> **Document section**
────────────────────────────────────────

Gerald Litwack PhD, Emeritus Professor and Chair:, in Hormones (Fourth Edition), 2022

I Enteroglucagon and oxyntomodulin

The topics of enteroglucagon and oxyntomodulin are covered in Chapter 6, Pancreatic Hormones: Insulin and Glucagon. The same proglucagon (160 amino acids) in the pancreas secretes the classical 29-amino-acid pancreatic glucagon. However, in the intestine it secretes the 69-amino-acid glicentin that includes the 29-amino-acid sequence of pancreatic glucagon; see Fig. 6.8. Enteroglucagon is biosynthesized in the intestinal mucosal L cells of the ileum and colon. It has been postulated to be a trophic factor for the intestinal mucosa.

────────────────────────────────────────

(Point localization data)
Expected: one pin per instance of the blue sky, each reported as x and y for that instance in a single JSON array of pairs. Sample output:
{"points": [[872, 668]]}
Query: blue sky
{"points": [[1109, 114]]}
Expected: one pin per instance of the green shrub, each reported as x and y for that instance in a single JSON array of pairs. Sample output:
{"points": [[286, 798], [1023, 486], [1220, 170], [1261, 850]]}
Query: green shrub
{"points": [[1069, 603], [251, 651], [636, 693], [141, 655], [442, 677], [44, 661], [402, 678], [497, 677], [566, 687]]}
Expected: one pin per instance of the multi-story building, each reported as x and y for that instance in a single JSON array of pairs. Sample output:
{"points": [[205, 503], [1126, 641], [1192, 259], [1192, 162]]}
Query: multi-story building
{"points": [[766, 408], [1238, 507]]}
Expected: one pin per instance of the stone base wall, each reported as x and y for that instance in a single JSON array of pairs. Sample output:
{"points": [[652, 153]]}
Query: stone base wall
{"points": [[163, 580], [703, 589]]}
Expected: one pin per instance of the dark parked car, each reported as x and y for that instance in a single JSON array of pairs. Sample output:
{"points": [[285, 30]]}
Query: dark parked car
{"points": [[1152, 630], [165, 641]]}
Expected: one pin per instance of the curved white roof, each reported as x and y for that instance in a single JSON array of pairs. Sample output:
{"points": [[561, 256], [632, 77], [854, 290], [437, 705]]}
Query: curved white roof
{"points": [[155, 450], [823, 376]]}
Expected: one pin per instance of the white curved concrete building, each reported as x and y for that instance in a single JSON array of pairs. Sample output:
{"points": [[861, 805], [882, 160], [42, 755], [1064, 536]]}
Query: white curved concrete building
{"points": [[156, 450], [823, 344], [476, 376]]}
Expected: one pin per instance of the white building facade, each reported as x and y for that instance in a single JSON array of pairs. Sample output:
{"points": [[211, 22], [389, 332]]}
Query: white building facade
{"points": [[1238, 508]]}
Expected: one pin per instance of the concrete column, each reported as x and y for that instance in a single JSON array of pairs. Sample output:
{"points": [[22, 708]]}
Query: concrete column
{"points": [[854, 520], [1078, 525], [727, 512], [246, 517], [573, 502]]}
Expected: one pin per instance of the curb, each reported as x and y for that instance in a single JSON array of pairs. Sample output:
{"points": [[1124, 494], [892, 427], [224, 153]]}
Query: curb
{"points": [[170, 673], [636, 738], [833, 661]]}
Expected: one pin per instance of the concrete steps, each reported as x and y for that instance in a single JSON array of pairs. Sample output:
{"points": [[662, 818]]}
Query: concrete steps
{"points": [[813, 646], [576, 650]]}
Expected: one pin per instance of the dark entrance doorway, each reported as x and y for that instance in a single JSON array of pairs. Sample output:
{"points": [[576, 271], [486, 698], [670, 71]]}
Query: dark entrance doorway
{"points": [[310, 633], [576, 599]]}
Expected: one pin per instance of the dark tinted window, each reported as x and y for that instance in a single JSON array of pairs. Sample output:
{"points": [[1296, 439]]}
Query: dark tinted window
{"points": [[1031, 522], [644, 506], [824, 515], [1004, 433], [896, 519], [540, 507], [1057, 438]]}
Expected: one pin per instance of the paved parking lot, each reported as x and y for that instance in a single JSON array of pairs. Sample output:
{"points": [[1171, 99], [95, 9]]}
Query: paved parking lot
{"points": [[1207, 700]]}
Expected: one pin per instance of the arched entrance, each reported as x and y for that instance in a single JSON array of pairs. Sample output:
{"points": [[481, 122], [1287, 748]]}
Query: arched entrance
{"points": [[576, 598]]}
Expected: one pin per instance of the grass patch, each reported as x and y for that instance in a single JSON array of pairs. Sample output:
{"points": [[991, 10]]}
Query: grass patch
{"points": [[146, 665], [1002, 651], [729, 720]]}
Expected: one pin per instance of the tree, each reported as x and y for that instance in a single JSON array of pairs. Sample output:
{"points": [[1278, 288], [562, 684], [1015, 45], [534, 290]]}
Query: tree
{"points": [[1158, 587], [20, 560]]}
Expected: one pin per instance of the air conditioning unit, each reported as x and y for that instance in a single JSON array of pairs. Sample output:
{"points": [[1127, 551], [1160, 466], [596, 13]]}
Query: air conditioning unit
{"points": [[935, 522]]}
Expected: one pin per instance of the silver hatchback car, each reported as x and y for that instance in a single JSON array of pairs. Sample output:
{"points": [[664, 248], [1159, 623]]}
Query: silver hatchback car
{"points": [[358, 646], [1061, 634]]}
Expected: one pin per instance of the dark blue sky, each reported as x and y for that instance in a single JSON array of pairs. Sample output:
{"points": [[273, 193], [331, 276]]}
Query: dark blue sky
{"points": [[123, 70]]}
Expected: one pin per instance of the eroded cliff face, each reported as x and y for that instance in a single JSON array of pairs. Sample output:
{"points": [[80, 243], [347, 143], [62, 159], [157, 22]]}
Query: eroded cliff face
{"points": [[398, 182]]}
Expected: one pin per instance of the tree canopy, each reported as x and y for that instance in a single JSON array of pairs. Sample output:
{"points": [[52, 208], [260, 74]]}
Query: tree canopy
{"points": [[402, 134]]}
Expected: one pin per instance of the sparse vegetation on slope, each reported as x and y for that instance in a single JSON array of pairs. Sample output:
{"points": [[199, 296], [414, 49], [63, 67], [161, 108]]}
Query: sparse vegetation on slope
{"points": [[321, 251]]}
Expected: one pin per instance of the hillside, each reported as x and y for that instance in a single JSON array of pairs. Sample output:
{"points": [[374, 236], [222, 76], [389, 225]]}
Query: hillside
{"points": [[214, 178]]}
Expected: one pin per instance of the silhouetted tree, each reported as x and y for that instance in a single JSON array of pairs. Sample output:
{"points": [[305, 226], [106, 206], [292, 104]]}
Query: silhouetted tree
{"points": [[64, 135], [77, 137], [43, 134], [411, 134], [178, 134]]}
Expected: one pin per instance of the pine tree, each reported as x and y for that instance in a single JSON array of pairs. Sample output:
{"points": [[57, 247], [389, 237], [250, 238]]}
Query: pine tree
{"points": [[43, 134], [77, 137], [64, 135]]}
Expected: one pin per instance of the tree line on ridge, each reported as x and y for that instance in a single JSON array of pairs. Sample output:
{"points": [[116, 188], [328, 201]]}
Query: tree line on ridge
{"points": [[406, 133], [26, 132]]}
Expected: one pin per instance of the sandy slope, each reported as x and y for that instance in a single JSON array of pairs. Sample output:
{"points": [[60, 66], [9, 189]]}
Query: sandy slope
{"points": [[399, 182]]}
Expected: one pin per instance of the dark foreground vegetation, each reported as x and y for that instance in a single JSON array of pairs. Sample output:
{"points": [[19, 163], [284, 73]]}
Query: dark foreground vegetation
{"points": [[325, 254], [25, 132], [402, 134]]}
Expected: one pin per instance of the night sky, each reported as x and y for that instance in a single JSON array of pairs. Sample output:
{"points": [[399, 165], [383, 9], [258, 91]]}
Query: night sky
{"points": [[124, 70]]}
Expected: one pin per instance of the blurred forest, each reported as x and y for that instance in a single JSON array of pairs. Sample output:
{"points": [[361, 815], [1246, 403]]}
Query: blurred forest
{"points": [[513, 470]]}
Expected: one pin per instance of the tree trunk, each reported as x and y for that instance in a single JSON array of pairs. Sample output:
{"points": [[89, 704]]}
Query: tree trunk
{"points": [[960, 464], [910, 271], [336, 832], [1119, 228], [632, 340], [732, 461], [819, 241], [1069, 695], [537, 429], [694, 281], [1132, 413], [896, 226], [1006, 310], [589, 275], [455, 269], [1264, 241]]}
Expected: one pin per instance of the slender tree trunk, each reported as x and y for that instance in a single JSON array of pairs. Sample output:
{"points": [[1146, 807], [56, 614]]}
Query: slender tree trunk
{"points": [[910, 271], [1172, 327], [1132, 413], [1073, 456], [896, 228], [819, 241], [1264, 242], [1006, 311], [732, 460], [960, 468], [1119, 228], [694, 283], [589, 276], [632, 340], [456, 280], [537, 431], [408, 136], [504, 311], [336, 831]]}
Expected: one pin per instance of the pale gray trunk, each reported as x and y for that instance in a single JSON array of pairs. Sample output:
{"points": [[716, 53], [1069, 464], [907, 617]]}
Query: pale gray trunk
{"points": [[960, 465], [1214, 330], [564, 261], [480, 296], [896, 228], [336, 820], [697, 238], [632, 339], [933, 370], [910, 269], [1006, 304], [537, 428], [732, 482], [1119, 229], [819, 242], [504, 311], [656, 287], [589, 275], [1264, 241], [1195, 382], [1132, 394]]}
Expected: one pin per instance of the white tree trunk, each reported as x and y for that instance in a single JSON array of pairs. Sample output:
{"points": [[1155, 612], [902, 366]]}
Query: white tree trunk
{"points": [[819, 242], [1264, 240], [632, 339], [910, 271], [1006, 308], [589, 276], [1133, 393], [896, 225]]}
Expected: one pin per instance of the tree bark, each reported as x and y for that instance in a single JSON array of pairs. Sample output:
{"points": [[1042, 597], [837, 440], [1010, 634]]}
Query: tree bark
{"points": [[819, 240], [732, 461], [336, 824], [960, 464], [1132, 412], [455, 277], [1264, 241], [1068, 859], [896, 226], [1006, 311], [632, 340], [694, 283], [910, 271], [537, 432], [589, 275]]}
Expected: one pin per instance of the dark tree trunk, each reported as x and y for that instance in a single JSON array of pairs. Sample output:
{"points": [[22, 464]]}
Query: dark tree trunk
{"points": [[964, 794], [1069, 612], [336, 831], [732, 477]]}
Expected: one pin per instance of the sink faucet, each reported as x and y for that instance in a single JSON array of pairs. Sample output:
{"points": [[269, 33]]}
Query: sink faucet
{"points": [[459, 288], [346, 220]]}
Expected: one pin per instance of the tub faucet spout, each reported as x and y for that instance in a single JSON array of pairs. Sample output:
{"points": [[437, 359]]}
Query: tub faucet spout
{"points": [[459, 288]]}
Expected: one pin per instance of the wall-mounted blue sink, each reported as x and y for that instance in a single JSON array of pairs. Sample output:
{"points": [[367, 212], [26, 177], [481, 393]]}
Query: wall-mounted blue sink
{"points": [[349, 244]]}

────────────────────────────────────────

> **Work to complete**
A) Answer these questions about the enteroglucagon passage:
(i) How many amino acids make up proglucagon?
(ii) In which cells is enteroglucagon biosynthesized?
(iii) What has enteroglucagon been postulated to be?
B) Can you carry the enteroglucagon passage forward from its final sentence?

> **Set of answers**
A)
(i) 160 amino acids.
(ii) In the intestinal mucosal L cells of the ileum and colon.
(iii) A trophic factor for the intestinal mucosa.

B)
Oxyntomodulin is a 37-amino-acid peptide that is produced by the stomach’s fundic cells (also known as oxyntic cells) that, like parietal cells, secrete gastric acid. The oxyntomodulin 37-amino-acid peptide includes the exact amino acid sequence of pancreatic glucagon. The oxyntomodulin is also found in intestinal and colon cells. Oxyntomodulin and peptide tyrosine–tyrosine (PYY) are secreted from intestinal enteroendocrine cells in response to a meal. These circulating hormones are considered to be satiety signals, as they have been found to decrease food intake, body weight, and adiposity in rodents. It has been proposed that the effects on energy homeostasis are mediated by the brainstem and hypothalamus.